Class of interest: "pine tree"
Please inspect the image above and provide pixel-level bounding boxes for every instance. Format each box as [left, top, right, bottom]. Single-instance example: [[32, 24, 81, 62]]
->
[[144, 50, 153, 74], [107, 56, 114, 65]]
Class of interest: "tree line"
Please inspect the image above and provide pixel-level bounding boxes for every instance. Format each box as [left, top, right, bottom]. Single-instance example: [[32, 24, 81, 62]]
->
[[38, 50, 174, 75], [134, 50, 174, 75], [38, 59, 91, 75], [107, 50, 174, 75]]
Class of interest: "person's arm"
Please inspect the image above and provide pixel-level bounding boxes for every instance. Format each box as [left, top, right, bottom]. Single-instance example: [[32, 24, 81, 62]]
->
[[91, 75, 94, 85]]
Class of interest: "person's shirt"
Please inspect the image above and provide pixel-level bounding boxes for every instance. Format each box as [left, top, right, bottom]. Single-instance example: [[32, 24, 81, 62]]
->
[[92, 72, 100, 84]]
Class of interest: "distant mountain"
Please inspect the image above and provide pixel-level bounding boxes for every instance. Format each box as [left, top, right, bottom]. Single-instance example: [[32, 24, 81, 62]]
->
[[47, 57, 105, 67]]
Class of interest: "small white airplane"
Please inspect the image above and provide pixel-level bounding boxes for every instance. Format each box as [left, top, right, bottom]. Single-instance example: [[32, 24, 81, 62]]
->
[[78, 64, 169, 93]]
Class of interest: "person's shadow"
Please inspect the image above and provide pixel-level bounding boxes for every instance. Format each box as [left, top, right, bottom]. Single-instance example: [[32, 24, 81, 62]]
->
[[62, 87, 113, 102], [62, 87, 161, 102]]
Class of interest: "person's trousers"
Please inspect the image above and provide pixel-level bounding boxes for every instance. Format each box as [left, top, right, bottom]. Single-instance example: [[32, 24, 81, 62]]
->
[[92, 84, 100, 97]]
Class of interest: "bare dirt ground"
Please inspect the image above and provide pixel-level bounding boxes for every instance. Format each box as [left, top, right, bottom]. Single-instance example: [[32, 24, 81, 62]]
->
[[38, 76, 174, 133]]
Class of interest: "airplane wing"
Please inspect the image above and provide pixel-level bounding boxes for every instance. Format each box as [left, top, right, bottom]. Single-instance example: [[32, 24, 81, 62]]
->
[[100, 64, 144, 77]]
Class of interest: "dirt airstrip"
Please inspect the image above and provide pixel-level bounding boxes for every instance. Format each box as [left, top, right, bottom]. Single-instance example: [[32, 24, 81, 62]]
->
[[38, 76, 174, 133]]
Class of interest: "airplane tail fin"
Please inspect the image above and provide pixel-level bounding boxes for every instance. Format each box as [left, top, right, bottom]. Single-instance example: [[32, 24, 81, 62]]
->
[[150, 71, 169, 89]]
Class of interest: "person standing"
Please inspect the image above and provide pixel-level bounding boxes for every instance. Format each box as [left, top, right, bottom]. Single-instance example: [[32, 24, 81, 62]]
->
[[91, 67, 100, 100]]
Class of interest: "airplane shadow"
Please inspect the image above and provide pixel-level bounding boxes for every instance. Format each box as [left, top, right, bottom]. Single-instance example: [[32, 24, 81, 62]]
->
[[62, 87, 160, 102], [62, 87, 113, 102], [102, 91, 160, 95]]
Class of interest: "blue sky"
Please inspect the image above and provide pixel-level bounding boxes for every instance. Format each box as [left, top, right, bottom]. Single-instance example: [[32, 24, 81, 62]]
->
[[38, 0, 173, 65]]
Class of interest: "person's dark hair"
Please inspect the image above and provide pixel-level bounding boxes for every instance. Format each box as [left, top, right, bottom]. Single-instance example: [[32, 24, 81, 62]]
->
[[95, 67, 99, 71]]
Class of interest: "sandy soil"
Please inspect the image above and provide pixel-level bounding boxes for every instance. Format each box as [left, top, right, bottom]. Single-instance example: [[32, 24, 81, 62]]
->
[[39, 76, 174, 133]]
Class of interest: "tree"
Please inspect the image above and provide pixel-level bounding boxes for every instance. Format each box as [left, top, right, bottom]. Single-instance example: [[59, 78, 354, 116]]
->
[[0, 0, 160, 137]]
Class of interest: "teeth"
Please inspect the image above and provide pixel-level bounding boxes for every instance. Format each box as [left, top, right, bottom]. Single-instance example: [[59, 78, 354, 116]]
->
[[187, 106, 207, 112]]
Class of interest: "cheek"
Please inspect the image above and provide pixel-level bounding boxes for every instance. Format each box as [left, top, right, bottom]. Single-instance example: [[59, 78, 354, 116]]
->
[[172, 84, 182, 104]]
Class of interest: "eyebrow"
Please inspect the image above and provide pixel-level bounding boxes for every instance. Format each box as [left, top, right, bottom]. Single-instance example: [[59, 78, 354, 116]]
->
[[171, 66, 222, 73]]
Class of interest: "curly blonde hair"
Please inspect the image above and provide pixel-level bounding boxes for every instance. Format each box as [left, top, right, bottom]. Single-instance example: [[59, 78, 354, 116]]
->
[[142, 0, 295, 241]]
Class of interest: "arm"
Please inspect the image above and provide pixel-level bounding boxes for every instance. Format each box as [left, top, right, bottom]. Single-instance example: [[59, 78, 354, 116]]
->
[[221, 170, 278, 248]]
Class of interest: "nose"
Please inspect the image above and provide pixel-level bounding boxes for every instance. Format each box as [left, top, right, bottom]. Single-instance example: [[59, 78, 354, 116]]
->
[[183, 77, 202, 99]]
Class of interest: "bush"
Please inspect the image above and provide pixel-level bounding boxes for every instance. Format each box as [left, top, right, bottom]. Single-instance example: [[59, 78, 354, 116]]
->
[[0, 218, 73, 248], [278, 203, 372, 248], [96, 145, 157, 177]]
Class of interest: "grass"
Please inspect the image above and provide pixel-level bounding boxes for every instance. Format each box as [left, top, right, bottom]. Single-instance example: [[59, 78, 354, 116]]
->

*****

- Requirements: Offset every bounding-box coordinate in the answers by 133, then write out again the lines starting at the beginning of the material and ending at the line containing "[[144, 50, 153, 74], [107, 56, 114, 65]]", requests included.

- Solution:
Class of interest: "pine tree"
Please inspect the image above and provide pixel-level bounding boxes for every instance. Format each box as [left, top, right, bottom]. Single-instance example: [[32, 24, 81, 62]]
->
[[277, 183, 286, 207], [240, 189, 247, 198]]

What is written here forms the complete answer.